Excerpt:
-=-=-=-=-

Finance has always been a problem in allowing Africa to move forward with infrastructure projects in the past. In order to address this the SADC Master Plan implementation needs to take account of PPP’s in a dynamic way. The Conference highlighted that partnering with the private sector (additional skills) and private funders (additional cash) is imperative in resolving the backlog in Infrastructure.
• Maintenance needs to be built into the long-term project finance plan;
• Maintenance is as important as the initial project: maintenance delayed by one year can end up costing 2-3 times more the following year (SAICE report card 2011);
• Maintenance should be routine and proactive rather than reactive;
• It is essential to hire properly qualified and experienced contractors;
• To achieve success, the preparation of feasibility plans with concrete actions for implementation, including follow-up maintenance programmes, are paramount.
The Youth Conference, held on 22 May 2012 also aligned with the Connecting Africa theme while focusing on key issues facing the youth in Africa, namely Further Education Opportunities, Employment Opportunities, Entrepreneurial Opportunities and Inspiration & Motivation. The panel of young entrepreneurs and business leaders ensured the delegates understood the importance of taking responsibility for their own lives, personal development and careers.

-=-=-=-=-

Recorded information:
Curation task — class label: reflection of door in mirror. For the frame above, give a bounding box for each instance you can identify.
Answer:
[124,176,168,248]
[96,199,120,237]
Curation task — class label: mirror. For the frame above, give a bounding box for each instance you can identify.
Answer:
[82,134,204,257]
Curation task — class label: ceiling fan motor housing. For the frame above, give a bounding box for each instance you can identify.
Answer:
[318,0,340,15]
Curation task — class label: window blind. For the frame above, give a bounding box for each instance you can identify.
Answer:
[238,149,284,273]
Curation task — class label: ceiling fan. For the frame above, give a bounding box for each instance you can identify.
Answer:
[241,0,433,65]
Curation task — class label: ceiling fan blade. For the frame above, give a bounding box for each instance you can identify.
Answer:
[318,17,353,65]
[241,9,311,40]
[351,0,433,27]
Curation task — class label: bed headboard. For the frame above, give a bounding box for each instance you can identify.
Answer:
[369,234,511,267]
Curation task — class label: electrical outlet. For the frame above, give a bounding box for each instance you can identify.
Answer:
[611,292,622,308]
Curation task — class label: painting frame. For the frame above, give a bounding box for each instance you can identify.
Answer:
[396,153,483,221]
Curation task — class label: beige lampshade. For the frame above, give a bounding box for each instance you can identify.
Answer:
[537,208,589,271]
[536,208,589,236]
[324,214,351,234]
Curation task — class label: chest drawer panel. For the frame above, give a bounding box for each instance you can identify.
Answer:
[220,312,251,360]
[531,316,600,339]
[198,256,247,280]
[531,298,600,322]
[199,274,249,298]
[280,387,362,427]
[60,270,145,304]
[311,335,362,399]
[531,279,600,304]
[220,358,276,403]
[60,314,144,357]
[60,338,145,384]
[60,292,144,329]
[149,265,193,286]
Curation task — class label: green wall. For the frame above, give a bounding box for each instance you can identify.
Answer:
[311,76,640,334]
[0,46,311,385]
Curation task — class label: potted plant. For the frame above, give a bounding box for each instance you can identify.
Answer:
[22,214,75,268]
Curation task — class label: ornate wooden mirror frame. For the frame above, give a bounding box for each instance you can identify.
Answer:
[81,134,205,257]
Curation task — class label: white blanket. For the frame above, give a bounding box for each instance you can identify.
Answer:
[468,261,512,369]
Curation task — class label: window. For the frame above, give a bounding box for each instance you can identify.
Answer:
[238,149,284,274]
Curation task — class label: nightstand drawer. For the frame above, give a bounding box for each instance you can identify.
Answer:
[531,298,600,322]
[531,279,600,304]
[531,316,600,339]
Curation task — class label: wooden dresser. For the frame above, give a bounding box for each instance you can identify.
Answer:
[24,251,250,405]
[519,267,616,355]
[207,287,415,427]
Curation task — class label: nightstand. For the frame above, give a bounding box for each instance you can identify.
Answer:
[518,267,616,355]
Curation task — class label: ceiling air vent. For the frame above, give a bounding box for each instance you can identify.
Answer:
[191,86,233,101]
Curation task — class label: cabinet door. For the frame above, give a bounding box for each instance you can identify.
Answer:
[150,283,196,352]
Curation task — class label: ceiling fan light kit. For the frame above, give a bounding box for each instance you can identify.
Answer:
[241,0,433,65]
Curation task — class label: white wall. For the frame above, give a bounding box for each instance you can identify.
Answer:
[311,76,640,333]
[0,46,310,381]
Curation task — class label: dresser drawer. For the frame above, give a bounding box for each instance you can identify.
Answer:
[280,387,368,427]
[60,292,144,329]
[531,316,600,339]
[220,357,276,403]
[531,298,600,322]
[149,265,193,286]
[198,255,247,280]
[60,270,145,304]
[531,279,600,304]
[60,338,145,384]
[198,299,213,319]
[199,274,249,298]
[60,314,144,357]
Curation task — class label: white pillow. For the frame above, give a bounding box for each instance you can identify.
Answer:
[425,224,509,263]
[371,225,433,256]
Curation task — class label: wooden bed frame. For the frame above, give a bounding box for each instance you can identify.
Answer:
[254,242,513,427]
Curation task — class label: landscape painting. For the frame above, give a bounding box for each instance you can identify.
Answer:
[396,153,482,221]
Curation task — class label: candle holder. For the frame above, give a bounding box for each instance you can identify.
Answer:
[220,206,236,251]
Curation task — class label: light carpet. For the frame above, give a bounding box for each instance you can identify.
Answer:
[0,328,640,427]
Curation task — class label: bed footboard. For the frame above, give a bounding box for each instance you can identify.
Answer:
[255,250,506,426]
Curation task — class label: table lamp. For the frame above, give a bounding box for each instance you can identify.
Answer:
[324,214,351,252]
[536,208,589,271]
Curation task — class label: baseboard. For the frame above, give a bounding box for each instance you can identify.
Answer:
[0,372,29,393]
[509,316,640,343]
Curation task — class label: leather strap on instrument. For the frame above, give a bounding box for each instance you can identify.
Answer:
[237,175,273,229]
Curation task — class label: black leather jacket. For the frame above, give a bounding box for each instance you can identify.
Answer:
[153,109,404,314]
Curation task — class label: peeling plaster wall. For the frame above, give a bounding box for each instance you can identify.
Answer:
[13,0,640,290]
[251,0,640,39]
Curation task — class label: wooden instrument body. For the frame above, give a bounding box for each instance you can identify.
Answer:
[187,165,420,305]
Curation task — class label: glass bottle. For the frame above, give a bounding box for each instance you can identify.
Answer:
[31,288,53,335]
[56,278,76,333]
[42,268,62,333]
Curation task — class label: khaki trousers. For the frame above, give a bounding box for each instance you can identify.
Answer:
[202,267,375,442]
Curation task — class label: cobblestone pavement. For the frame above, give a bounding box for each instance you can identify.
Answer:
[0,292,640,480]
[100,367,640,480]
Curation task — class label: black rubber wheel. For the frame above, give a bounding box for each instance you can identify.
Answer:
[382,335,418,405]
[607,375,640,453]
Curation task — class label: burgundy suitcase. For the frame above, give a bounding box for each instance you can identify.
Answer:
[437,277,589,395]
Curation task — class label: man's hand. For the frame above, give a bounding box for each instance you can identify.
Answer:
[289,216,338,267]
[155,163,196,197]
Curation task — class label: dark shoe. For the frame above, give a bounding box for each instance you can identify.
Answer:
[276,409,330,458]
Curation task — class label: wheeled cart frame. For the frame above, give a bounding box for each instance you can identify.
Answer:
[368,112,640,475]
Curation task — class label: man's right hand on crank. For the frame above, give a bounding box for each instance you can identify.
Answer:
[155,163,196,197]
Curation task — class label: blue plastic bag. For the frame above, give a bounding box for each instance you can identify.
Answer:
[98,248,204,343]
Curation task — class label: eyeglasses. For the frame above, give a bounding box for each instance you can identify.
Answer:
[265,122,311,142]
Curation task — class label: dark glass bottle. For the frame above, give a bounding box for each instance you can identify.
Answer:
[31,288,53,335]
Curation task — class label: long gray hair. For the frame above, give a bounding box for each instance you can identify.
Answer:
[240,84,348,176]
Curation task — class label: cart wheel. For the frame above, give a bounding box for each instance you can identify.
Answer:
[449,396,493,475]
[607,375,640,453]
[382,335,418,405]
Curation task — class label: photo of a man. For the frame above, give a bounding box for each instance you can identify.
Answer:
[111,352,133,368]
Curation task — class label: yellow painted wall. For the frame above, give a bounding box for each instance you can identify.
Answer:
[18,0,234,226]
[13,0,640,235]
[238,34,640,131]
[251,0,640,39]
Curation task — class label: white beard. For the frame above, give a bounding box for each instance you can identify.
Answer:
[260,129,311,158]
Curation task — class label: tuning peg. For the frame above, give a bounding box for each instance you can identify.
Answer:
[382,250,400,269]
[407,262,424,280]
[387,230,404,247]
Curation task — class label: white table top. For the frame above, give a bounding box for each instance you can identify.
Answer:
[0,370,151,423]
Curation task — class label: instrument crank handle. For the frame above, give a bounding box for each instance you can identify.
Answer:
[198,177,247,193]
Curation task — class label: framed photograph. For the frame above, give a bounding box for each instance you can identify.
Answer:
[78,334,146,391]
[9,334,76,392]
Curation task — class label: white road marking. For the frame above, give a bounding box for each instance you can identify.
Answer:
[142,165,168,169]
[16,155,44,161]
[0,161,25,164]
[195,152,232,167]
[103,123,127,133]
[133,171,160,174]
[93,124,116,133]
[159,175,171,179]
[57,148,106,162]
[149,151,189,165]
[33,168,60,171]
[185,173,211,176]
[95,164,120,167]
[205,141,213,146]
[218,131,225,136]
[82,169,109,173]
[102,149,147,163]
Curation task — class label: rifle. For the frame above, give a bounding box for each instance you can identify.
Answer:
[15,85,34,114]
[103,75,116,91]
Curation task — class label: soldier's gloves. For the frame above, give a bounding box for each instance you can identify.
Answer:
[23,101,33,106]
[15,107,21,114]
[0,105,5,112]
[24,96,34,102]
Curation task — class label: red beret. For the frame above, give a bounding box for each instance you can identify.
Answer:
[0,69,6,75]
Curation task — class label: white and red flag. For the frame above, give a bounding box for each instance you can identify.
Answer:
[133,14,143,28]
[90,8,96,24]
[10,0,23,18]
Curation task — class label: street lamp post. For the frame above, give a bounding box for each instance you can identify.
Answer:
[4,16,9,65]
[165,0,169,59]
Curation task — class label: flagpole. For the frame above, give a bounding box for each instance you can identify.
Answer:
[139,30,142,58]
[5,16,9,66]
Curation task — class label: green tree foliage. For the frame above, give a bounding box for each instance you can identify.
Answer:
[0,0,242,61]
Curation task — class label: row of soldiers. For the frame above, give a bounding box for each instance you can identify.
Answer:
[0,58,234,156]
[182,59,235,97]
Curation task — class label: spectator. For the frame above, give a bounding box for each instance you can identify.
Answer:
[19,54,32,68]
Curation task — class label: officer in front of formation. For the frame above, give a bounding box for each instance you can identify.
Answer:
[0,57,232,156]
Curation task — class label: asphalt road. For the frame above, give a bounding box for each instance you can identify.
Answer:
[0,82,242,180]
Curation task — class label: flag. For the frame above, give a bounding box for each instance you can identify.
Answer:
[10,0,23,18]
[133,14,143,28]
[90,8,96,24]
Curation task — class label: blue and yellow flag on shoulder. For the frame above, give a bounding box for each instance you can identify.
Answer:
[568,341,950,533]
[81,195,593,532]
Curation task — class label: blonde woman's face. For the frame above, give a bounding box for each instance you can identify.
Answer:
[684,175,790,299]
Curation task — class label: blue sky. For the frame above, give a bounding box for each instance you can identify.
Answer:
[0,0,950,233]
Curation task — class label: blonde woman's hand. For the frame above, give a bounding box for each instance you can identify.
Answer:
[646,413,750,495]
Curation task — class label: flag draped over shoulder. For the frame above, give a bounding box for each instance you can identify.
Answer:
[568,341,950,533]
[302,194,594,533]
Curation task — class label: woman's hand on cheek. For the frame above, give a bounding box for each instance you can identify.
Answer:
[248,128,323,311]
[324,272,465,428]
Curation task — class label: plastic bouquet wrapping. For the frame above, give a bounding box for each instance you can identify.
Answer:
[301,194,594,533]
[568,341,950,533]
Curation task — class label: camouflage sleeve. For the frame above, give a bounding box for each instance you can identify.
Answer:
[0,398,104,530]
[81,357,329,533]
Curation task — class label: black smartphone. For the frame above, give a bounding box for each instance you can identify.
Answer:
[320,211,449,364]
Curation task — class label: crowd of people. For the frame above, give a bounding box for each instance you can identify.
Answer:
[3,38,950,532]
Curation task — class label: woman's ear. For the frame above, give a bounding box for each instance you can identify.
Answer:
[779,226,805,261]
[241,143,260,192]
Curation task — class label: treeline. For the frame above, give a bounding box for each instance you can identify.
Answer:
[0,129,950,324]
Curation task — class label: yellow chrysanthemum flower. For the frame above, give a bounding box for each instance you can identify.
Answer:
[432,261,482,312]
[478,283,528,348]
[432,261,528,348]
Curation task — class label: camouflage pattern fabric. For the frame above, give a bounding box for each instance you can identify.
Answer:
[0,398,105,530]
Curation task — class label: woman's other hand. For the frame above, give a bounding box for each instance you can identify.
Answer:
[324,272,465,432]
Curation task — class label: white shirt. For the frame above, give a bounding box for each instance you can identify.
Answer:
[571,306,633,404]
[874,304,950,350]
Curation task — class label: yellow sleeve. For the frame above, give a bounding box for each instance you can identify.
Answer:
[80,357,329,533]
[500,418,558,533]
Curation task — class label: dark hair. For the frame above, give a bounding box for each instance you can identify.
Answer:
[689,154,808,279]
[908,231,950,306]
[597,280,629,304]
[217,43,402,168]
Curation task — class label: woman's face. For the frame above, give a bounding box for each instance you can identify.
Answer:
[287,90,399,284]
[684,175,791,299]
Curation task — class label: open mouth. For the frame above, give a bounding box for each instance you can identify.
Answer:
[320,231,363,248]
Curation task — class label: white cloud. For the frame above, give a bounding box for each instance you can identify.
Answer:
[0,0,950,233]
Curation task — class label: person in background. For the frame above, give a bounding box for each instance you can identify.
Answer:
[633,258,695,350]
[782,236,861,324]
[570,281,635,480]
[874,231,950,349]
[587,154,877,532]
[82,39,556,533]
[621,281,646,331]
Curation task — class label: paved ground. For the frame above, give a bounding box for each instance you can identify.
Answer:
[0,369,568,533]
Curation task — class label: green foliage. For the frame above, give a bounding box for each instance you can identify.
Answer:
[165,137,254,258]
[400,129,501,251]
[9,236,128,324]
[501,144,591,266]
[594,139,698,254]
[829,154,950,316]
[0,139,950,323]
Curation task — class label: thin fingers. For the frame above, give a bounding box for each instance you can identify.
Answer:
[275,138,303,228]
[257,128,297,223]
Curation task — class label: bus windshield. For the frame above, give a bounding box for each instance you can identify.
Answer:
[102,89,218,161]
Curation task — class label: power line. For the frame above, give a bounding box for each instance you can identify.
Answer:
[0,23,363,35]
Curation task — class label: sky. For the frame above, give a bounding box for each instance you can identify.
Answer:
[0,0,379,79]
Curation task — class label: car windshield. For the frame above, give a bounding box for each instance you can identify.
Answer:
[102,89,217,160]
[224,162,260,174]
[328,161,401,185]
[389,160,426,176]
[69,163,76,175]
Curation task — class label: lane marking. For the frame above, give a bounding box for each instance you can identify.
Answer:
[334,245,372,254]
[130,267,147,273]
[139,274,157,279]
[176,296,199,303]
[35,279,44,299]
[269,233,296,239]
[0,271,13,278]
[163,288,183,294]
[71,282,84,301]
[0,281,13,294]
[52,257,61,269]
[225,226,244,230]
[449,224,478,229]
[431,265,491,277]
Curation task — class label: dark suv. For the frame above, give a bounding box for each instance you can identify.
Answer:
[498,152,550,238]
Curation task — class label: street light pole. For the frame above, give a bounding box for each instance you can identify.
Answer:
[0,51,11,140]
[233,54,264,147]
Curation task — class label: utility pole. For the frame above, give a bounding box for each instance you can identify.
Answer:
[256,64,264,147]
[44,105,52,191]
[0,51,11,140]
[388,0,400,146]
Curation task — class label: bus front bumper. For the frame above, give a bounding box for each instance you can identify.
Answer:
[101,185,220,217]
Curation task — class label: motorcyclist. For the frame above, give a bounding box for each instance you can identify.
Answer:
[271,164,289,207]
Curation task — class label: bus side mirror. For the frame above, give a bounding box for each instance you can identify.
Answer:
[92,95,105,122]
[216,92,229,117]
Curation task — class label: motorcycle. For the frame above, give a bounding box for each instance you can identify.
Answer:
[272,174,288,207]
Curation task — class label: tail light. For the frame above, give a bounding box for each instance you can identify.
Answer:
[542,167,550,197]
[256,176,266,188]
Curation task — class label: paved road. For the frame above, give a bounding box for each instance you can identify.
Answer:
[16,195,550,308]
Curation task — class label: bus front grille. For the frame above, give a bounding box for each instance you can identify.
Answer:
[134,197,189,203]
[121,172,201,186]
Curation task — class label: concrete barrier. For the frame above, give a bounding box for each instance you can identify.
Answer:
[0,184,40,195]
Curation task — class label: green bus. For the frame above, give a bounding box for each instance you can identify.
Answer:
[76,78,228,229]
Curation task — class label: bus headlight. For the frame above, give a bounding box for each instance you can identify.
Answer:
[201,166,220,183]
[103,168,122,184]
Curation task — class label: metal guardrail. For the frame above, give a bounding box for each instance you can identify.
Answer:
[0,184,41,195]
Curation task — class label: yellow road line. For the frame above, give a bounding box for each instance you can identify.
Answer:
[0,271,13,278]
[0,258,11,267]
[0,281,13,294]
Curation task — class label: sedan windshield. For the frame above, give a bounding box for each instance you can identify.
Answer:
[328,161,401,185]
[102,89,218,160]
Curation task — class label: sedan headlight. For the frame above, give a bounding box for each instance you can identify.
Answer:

-=-=-=-=-

Work instructions:
a. Retype the part of the infrastructure excerpt between "The Youth Conference, held" and "development and careers.", inclusive.
b. Write out the records between their start and the line holding "[324,214,351,234]", inclusive, requests included. Add -52 to every bounding box coordinate in the answers.
The infrastructure excerpt and the records come from different sources.

Solution list:
a.
The Youth Conference, held on 22 May 2012 also aligned with the Connecting Africa theme while focusing on key issues facing the youth in Africa, namely Further Education Opportunities, Employment Opportunities, Entrepreneurial Opportunities and Inspiration & Motivation. The panel of young entrepreneurs and business leaders ensured the delegates understood the importance of taking responsibility for their own lives, personal development and careers.

b.
Curation task — class label: reflection of door in mirror. For the frame above, give a bounding box for each instance you can identify.
Answer:
[72,124,116,196]
[44,147,68,185]
Curation task — class label: mirror. For the frame above, give a bounding box for each instance you can identify.
Answer:
[30,82,152,205]
Curation task — class label: ceiling fan motor housing. For the frame above, give a bounding box for each instance you can identify.
Answer:
[266,-52,288,-37]
Curation task — class label: window blind. For the frame above, give a bounding box for each instance you can identify.
Answer:
[186,97,232,221]
Curation task — class label: ceiling fan. For the frame above, give a bounding box for each instance you can identify.
Answer:
[189,-52,381,13]
Curation task — class label: ceiling fan blade. For the frame above, give a bounding box for each instance you can identify.
Answer:
[266,-35,301,13]
[189,-43,259,-12]
[299,-52,381,-25]
Curation task — class label: bed headboard. For the frame above, give a bounding box for each instance you can identify.
Answer:
[317,182,459,215]
Curation task — class label: electrical outlet. For the frame above, give a bounding box for each instance you can identify.
Answer:
[559,240,570,256]
Curation task — class label: painting frame. For the frame above, give a bounding box for each instance you can identify.
Answer:
[344,101,431,169]
Curation task — class label: beige lampshade. For the frame above, give a bounding box for each instance you can identify.
Answer:
[485,156,537,219]
[484,156,537,184]
[272,162,299,182]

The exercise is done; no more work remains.